Please write out all of the entries exactly as they appear.

_Stored data_.
□ □ □ □ □

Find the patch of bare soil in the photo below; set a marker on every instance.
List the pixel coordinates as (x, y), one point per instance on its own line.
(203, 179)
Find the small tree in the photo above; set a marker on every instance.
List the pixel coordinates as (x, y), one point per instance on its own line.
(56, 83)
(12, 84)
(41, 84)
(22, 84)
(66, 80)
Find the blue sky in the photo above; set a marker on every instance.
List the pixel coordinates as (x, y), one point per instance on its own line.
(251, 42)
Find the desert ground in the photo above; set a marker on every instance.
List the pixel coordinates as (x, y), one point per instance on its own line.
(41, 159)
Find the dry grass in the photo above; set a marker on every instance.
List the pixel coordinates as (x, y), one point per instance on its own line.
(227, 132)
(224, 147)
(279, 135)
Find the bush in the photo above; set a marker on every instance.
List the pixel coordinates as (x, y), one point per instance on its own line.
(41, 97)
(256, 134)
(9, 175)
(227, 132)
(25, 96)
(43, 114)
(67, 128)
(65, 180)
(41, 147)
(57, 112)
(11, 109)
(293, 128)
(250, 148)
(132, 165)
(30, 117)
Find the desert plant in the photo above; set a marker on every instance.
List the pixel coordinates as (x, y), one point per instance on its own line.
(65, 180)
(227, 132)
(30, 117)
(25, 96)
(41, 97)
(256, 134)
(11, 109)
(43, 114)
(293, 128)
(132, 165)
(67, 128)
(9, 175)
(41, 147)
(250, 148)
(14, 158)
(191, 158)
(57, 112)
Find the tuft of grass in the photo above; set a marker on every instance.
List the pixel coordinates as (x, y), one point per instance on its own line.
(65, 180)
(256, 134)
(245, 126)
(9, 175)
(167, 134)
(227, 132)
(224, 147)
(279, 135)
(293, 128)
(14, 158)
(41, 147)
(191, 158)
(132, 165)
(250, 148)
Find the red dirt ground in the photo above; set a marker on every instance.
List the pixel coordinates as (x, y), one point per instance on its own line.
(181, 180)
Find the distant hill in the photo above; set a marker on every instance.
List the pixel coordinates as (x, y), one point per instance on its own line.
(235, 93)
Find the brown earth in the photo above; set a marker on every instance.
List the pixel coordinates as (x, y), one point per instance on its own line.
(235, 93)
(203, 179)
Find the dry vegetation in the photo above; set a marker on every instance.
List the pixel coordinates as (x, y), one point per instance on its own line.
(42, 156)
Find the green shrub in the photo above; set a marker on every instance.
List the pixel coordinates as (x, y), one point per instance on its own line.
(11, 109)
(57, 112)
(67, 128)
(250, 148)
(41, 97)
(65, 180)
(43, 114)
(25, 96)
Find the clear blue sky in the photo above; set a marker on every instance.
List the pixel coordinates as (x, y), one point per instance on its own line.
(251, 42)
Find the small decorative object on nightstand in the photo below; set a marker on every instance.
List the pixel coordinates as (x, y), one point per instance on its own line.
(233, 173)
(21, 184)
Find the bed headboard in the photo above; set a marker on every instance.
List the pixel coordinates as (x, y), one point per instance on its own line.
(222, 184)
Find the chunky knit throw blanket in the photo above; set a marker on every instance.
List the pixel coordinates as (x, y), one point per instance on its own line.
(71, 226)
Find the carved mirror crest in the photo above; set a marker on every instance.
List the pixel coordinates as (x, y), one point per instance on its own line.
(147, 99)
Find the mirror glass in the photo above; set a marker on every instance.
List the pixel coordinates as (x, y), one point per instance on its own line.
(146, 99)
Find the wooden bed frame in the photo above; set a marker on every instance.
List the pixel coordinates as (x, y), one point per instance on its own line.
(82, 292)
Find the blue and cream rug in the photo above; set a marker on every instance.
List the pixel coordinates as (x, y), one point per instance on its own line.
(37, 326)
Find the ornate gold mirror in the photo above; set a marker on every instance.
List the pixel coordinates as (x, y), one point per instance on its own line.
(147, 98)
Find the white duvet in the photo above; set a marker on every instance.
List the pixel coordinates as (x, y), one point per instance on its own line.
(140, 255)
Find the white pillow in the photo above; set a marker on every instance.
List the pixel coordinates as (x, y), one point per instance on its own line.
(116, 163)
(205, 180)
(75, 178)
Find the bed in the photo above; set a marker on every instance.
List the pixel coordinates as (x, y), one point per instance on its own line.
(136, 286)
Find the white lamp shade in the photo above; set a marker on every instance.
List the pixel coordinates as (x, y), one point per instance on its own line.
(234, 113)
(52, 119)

□ □ □ □ □

_ANSWER FOR THIS EXERCISE_.
Find the patch of bare soil in the photo below; set a marker on every instance.
List the pixel coordinates as (x, y), one point per instance on its own line.
(203, 179)
Find the small tree in the photo above; set a marker on every instance.
List the pixel coordinates as (x, y), one point per instance on its own line.
(56, 83)
(12, 84)
(41, 84)
(22, 84)
(66, 80)
Find the blue sky in the photo above; set a marker on every instance.
List the pixel coordinates as (x, y), one point per instance on its own line.
(251, 42)
Find the desert ground in the photo above; set a marker on every instance.
List the pixel coordinates as (x, y), one point per instance on its own line.
(41, 159)
Find the dry grass in the photo above; set a marker on every instance.
List the pixel coordinates as (x, y), one point per instance on its own line.
(227, 132)
(224, 147)
(279, 135)
Find the bush in the photo above; set a marker on every instance.
List the pixel coordinates as (x, y), one point per instance on its own line.
(41, 97)
(256, 134)
(9, 175)
(227, 132)
(25, 96)
(43, 114)
(67, 128)
(65, 180)
(41, 147)
(57, 112)
(11, 109)
(293, 128)
(250, 148)
(132, 165)
(30, 117)
Find the desert plant in the photo above; set a marker on every instance.
List the pixel coordinates as (x, y), one point per instance on its own line.
(65, 180)
(227, 132)
(30, 117)
(25, 96)
(41, 97)
(256, 134)
(11, 109)
(43, 114)
(293, 128)
(132, 165)
(67, 128)
(9, 175)
(41, 147)
(250, 148)
(14, 158)
(191, 158)
(57, 112)
Find the tuft of grass in the photo above; set a marker on every instance.
List the pixel coordinates as (x, y), one point per instance on its own line.
(65, 180)
(256, 134)
(245, 126)
(9, 175)
(167, 134)
(227, 132)
(224, 147)
(279, 135)
(293, 128)
(14, 158)
(41, 147)
(191, 158)
(132, 165)
(250, 148)
Find the red dirt ground in the photo above; set a marker on every instance.
List the pixel coordinates as (x, y), one point per instance on its own line.
(181, 180)
Find the distant hill in the photo above; set a marker on every instance.
List the pixel coordinates as (x, y), one point per instance on its own line.
(235, 93)
Find the brown earth in the photo above; set a marker on every instance.
List the pixel coordinates as (x, y), one point per instance on its own line.
(235, 93)
(203, 179)
Find the dry vegetation in the photo above; set a marker on every instance.
List the pixel coordinates as (x, y), one point per instance on its own line.
(42, 156)
Find the green shrub in the photo above; set a marker on every instance.
List the pixel coordinates as (x, y), one point per instance on its own line.
(11, 109)
(57, 112)
(67, 128)
(250, 148)
(41, 97)
(65, 180)
(43, 114)
(25, 96)
Find the clear blue sky in the photo above; set a marker on every instance.
List the pixel coordinates as (x, y), one point per instance on its own line.
(251, 42)
Find the small decorative object on nightstand in the photo below; set a marker on every instance.
List the pixel coordinates as (x, y), one point per instance on its own line.
(233, 173)
(21, 184)
Find the bed headboard in the photo above; set a marker on every instance.
List the pixel coordinates as (x, y), one point per instance on its own line.
(222, 184)
Find the chunky knit throw blanket in the photo above; set a marker on every instance.
List the pixel coordinates as (x, y), one point per instance on its own line.
(71, 226)
Find the carved mirror crest in the photo above; set a marker on every instance.
List the pixel coordinates as (x, y), one point per instance on its own line.
(147, 99)
Find the mirror glass in the photo above; set a marker on every instance.
List the pixel coordinates as (x, y), one point per instance on its own line.
(146, 99)
Find the wooden bed frame in the photo above; set a marker on every instance.
List the pixel coordinates as (x, y), one point per instance on its own line.
(82, 292)
Find the blue and cream rug in the photo above; set a marker on every instance.
List the pixel coordinates as (x, y), one point per instance on its own line.
(37, 326)
Find the ornate gold mirror in the photo above; set a marker on every instance.
List the pixel coordinates as (x, y), one point per instance on its own line.
(147, 98)
Find the white duvet in the photo above; set a marker on every instance.
List the pixel coordinates as (x, y), one point per instance on its own line.
(140, 255)
Find the white pillow in the photo above; set a marker on every instance.
List the pixel coordinates as (x, y), one point per instance on its own line.
(116, 163)
(205, 180)
(75, 178)
Find the bed in the photo above; set a marker on every instance.
List the pixel coordinates as (x, y), one point per instance on its own line.
(136, 286)
Find the white lamp shade in the photo above; set a marker on every instance.
List the pixel coordinates as (x, y), one point per instance on its own line.
(234, 113)
(52, 119)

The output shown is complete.